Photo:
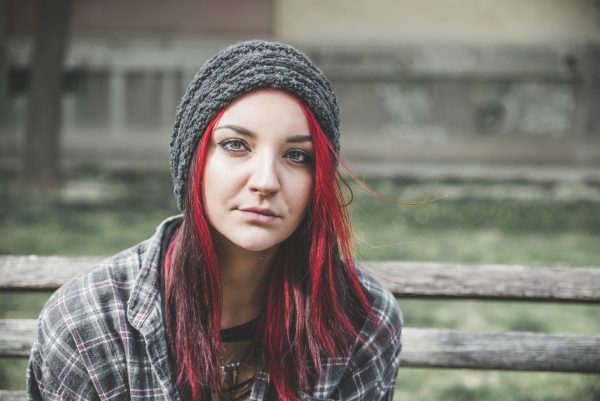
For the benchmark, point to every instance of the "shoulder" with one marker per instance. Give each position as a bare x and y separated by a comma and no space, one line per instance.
95,290
386,313
83,330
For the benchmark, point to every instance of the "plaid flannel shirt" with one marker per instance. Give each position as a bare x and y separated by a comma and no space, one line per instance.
101,337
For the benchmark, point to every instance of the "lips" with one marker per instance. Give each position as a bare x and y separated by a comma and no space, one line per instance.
261,211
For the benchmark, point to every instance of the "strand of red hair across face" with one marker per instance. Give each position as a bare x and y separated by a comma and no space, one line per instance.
312,289
306,309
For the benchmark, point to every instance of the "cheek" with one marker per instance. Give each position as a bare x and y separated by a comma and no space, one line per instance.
302,193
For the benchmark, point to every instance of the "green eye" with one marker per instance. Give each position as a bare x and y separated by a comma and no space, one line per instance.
233,145
299,156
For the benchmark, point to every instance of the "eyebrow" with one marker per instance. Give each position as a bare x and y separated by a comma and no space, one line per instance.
244,131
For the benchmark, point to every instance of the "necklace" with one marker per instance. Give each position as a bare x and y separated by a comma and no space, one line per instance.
233,389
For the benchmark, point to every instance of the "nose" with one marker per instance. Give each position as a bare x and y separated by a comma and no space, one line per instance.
264,178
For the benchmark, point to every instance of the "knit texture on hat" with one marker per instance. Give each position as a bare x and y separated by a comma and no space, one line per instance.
234,71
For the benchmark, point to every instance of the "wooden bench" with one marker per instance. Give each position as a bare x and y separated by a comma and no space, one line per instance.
422,347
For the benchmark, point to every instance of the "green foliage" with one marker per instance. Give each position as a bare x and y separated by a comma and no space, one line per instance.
100,213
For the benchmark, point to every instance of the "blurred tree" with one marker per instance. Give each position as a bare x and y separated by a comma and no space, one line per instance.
40,153
3,58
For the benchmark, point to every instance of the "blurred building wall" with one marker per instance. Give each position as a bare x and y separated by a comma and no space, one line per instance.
420,22
511,82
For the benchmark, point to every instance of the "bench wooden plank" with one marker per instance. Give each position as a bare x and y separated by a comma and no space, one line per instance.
404,279
505,351
509,282
432,348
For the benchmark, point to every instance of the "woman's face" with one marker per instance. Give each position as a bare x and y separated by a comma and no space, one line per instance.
258,176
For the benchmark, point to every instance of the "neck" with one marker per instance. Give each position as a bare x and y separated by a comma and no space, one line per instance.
244,278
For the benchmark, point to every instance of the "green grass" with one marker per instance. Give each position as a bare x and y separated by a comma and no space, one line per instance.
100,213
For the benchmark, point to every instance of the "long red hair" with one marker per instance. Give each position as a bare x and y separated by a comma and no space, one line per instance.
313,298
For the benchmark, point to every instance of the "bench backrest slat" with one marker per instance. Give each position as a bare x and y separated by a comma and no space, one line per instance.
432,348
414,279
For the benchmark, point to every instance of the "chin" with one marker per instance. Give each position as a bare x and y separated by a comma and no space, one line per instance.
254,244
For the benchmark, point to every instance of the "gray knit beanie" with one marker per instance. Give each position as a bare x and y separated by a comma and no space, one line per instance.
237,70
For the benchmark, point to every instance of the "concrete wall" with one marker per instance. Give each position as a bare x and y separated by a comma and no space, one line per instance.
421,22
419,81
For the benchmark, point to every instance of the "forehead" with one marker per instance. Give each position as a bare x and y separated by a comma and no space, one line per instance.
267,111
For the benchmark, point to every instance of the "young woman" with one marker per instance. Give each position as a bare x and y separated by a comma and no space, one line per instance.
251,293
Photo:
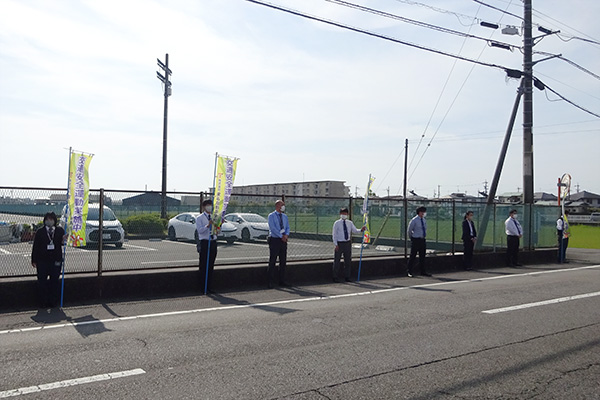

GIVEN REQUEST: Return every line of the material above that contains the string "woman", with case counting.

ANSWER IN FULL:
For the benchmark, point to every instance of the "woman's face" with one marker per instance. Give each position as a bare x and y separated by a comma and no space, one line per instance.
For the benchmark, point to every instance of the "young woman" with one marker per instance. Give each position as a bare x and y separated by a comma and no space, one line per instance.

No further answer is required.